Retype the entries exactly. Include every line.
:::::
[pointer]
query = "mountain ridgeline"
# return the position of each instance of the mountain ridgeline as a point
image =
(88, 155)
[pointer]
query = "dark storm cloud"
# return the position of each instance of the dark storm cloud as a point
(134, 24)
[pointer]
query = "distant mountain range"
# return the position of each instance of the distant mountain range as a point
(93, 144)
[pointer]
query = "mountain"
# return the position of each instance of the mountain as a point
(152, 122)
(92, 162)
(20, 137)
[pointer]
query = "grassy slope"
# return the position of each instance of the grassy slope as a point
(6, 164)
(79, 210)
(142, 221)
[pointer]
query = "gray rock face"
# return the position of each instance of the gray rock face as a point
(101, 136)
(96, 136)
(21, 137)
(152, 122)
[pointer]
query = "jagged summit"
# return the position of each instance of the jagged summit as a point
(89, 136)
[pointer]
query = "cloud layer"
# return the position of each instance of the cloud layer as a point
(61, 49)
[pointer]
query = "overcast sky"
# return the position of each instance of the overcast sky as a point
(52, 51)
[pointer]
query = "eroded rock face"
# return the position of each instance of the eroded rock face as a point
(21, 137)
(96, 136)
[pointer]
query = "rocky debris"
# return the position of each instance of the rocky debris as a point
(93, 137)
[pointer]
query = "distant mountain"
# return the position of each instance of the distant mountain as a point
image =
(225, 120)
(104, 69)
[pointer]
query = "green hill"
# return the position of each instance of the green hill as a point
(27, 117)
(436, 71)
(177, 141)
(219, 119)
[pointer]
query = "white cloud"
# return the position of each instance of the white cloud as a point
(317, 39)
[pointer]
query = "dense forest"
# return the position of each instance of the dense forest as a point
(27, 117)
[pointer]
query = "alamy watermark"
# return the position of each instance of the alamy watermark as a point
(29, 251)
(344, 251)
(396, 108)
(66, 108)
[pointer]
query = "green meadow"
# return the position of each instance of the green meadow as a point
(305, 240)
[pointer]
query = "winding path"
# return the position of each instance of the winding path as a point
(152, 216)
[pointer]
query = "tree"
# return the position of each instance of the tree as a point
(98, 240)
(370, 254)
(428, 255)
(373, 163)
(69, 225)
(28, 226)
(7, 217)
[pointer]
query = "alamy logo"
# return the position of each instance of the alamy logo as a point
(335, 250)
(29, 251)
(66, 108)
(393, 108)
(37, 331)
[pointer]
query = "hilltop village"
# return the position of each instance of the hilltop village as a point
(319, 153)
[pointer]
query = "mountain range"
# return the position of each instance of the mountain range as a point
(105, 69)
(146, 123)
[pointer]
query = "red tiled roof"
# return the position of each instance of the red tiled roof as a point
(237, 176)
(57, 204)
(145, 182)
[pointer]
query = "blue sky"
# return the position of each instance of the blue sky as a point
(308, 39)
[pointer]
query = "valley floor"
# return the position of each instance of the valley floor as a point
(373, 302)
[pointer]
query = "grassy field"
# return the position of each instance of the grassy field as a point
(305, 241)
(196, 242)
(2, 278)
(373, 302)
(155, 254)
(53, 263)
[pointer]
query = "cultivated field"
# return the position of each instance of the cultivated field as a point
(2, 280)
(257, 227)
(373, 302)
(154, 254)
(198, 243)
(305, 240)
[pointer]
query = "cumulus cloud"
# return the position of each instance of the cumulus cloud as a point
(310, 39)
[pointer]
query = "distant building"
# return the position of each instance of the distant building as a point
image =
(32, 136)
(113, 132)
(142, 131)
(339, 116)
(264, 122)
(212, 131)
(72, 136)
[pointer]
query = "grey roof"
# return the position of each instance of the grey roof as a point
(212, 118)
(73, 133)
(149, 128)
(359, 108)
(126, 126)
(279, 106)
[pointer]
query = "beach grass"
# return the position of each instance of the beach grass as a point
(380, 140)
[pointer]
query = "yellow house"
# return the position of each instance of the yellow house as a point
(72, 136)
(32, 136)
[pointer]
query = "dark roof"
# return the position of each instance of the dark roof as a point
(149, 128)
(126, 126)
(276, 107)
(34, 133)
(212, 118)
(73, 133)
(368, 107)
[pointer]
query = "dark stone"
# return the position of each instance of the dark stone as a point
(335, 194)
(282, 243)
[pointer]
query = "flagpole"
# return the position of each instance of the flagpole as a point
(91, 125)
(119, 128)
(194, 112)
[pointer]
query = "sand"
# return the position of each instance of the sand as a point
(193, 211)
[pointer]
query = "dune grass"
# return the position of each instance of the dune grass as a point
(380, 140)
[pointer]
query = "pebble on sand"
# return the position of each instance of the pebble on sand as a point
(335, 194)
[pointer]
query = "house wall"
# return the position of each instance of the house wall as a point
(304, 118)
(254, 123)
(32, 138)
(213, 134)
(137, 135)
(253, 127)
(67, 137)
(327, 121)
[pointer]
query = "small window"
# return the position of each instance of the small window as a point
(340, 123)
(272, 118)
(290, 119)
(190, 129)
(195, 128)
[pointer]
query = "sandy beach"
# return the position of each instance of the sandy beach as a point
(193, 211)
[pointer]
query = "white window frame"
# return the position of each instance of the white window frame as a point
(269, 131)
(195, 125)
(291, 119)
:::::
[Exercise answer]:
[pointer]
query = "mountain ridgeline"
# return the position of each instance of the mountain ridgeline as a point
image =
(88, 155)
[pointer]
query = "dark storm cloud"
# return the position of each instance of the dark storm cloud as a point
(134, 24)
[pointer]
query = "distant mountain range"
# return the position of each instance of the distant mountain range as a point
(93, 144)
[pointer]
query = "mountain"
# return the position of each instance of the mountain as a point
(152, 122)
(92, 162)
(20, 137)
[pointer]
query = "grassy slope"
# return the position of each instance of the grassy slope as a point
(6, 164)
(79, 210)
(142, 221)
[pointer]
query = "gray rock face"
# return the position of each instance of the gray rock face as a point
(101, 136)
(96, 136)
(21, 137)
(152, 122)
[pointer]
query = "jagged summit"
# return the position of each instance of the jagged summit as a point
(89, 136)
[pointer]
query = "cloud layer"
# return the position of each instance of the cloud layer as a point
(61, 49)
[pointer]
query = "overcast sky"
# return the position of each instance of the overcast sky as a point
(52, 51)
[pointer]
query = "eroded rock face"
# return the position of each instance of the eroded rock face as a point
(21, 137)
(96, 136)
[pointer]
query = "rocky debris"
# return the position of each instance of the rocky debris as a point
(93, 137)
[pointer]
query = "distant mountain"
# return the position of each instance of the distant mountain as a point
image =
(225, 120)
(104, 69)
[pointer]
query = "green hill"
# return the position of each instance of the green hill as a point
(27, 117)
(436, 71)
(177, 141)
(219, 119)
[pointer]
query = "white cloud"
# return the position of each instance of the white cloud as a point
(317, 39)
[pointer]
query = "dense forest"
# return the position of each instance of the dense forest as a point
(27, 117)
[pointer]
query = "alamy watermark"
# return the position of each instance of the alamy watermark as a point
(29, 251)
(344, 251)
(396, 108)
(66, 108)
[pointer]
query = "green meadow"
# return the position of each instance of the green meadow as a point
(305, 240)
[pointer]
query = "winding path"
# return the position of each instance of the winding path as a point
(152, 216)
[pointer]
query = "tree"
# return the position of each instance of the tree as a point
(98, 240)
(370, 254)
(428, 255)
(373, 163)
(69, 225)
(28, 226)
(7, 217)
[pointer]
query = "alamy logo"
# return the position of each instance of the alamy logo as a point
(335, 250)
(29, 251)
(66, 108)
(393, 108)
(37, 331)
[pointer]
query = "hilltop village"
# return the position of each instance of the hilltop village as a point
(319, 153)
[pointer]
query = "mountain range"
# return the position of each instance of the mountain range as a point
(105, 69)
(146, 123)
[pointer]
query = "red tiled roof"
# return the position of each instance of the red tiled roof as a point
(237, 176)
(57, 204)
(145, 182)
[pointer]
query = "blue sky"
# return the position of each instance of the blue sky as a point
(308, 39)
[pointer]
query = "valley floor"
# return the position of each instance of the valley floor as a point
(373, 302)
[pointer]
query = "grassy field"
# return the position of each instance of the grassy field as a point
(305, 241)
(196, 242)
(2, 278)
(373, 302)
(155, 254)
(53, 263)
[pointer]
query = "cultivated field"
# return the position of each instance of the cultivated field as a point
(2, 280)
(257, 227)
(373, 302)
(154, 254)
(198, 243)
(305, 240)
[pointer]
query = "cumulus cloud"
# return the position of each instance of the cumulus cloud as a point
(310, 39)
[pointer]
query = "distant building"
# return the position of each instance of the distant building as a point
image =
(32, 136)
(113, 132)
(142, 131)
(339, 116)
(264, 122)
(212, 131)
(72, 136)
[pointer]
query = "grey roof"
# return the position of each instance of the grey roof as a point
(212, 118)
(73, 133)
(149, 128)
(359, 108)
(126, 126)
(279, 106)
[pointer]
query = "beach grass"
# return the position of each instance of the beach grass as a point
(380, 140)
[pointer]
query = "yellow house"
# return the position of each instance of the yellow house as a point
(72, 136)
(32, 136)
[pointer]
query = "dark roof"
# return the position of each instance of the dark roof as a point
(149, 128)
(126, 126)
(276, 107)
(34, 133)
(212, 118)
(73, 133)
(368, 107)
[pointer]
query = "dark stone"
# return the position of each instance of the dark stone as a point
(335, 194)
(282, 243)
[pointer]
query = "flagpole"
# return the position of each instance of the flagpole as a point
(91, 125)
(119, 128)
(194, 112)
[pointer]
query = "sand"
# return the position of each instance of the sand as a point
(193, 211)
[pointer]
query = "dune grass"
# return the position of each instance of the dune grass as a point
(380, 140)
[pointer]
query = "pebble on sand"
# return the position of each instance of the pebble on sand as a point
(335, 194)
[pointer]
query = "house wall"
# return the position of each instance of the house wall as a point
(304, 118)
(254, 123)
(32, 138)
(213, 134)
(137, 135)
(253, 127)
(67, 137)
(327, 121)
[pointer]
query = "small window"
# return the position of each instance of the small window as a point
(340, 123)
(272, 118)
(290, 119)
(190, 129)
(195, 128)
[pointer]
query = "sandy beach"
# return the position of each instance of the sandy beach as a point
(193, 211)
[pointer]
query = "white window frame"
# return the position of each instance of the white window frame as a point
(269, 131)
(195, 125)
(291, 119)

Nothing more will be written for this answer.